## Alıntı
* * *

Nerede bizim gurur duyduğumuz o Halide Edipler?

Nerede Nene Hatunlar?

Nerede Şerife Bacılarımız ...nerede?

Özellikle Büyükşehirlerimizde sokaklardaki görüntüler bunlar bizim kadın ve kızlarımız-mı? dedirtiyor.

İtalya'da bir havayolu şirketi probleminden dolayı hosteslerin Roma meydanında protesto için soyunduğu görselleri medyada paylaşıldığında görsellere bir baktım Roma'da soyunduğu söylenen hosteslerin soyunmuş hali bizim büyükşehirlerde cadde ve sokaklarda her gün karşılaştığımız kadın ve kızlarımızın giyinmiş halinden daha kapalı.

Anında aklıma 1975-76 yıllarında Ülkemizde yaşanan İspanyol paça modası geldi. Bütün dünyanın bu modaya uyduğu dönemde her ülkede 30-35 cm. paça olarak uygulanırken biz Türkiye’de bunu 40-45-hatta yarım metre kullananlarla her şeyi abarttığımız gibi abarttık.

İstanbul sözleşmesi ile son birkaç yıl içerisinde kadınlarımıza sürekli medyada pompalanan kadın hakları, cinsiyet eşitliği, eşit özgürlük, kadına şiddet haberleri ile uygulanmaya başlanan İstanbul sözleşmesi adı altında sözüm ona verilen özgürlükler Türk aile yapısını adeta bitirdi.

Sokağa çıktığınızda hepinizin gözlemlediği gibi rengarenk saç boyaları ile kendilerini güzelleştirdiklerini düşünen genç kız ve kadınlarımız ile karşılaştığımızda tebessüm ederken son dönemlerde adına Tayt denen vücudun en ince ayrıntısına kadar belli bir durumda gezen kız ve kadınlarımızı şaşkınlıkla izliyoruz.

Tayt denen o dar pantolonun vücudu tam sarması için külot giyinmeden vücudunun güzelliğini daha iyi gösterme çabası harcayan kızlarımız giderek artıyor.

Bildiğimiz her hanımın kullandığı Kilotlu çorap ile sokağa çıksa bu kadar dikkat çekmez, kilotlu çorapların kadının cinsel organının geldiği kısmın daha kalın örülmüş olması Tayt diye giyilen kıyafetten daha kalın olmasını sağlıyor.

* * *

## Liste
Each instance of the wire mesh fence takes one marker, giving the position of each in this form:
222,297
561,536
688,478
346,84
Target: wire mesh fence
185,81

* * *

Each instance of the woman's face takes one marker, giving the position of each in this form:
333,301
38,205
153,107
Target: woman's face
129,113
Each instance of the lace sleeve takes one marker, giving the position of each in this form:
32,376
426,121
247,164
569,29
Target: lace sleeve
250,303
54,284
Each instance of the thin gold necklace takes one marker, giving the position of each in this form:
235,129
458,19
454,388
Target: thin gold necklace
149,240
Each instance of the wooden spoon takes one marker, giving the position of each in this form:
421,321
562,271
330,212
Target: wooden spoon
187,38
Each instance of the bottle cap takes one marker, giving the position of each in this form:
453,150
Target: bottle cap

* * *

Alıntının "İstanbul sözleşmesi ile" ile başlayıp "kızlarımız giderek artıyor." ile biten kısmını hiç değiştirmeden tekrar yazın. Liste, alıntıdan ayrı bir malzemedir.

İstanbul sözleşmesi ile son birkaç yıl içerisinde kadınlarımıza sürekli medyada pompalanan kadın hakları, cinsiyet eşitliği, eşit özgürlük, kadına şiddet haberleri ile uygulanmaya başlanan İstanbul sözleşmesi adı altında sözüm ona verilen özgürlükler Türk aile yapısını adeta bitirdi.

Sokağa çıktığınızda hepinizin gözlemlediği gibi rengarenk saç boyaları ile kendilerini güzelleştirdiklerini düşünen genç kız ve kadınlarımız ile karşılaştığımızda tebessüm ederken son dönemlerde adına Tayt denen vücudun en ince ayrıntısına kadar belli bir durumda gezen kız ve kadınlarımızı şaşkınlıkla izliyoruz.

Tayt denen o dar pantolonun vücudu tam sarması için külot giyinmeden vücudunun güzelliğini daha iyi gösterme çabası harcayan kızlarımız giderek artıyor.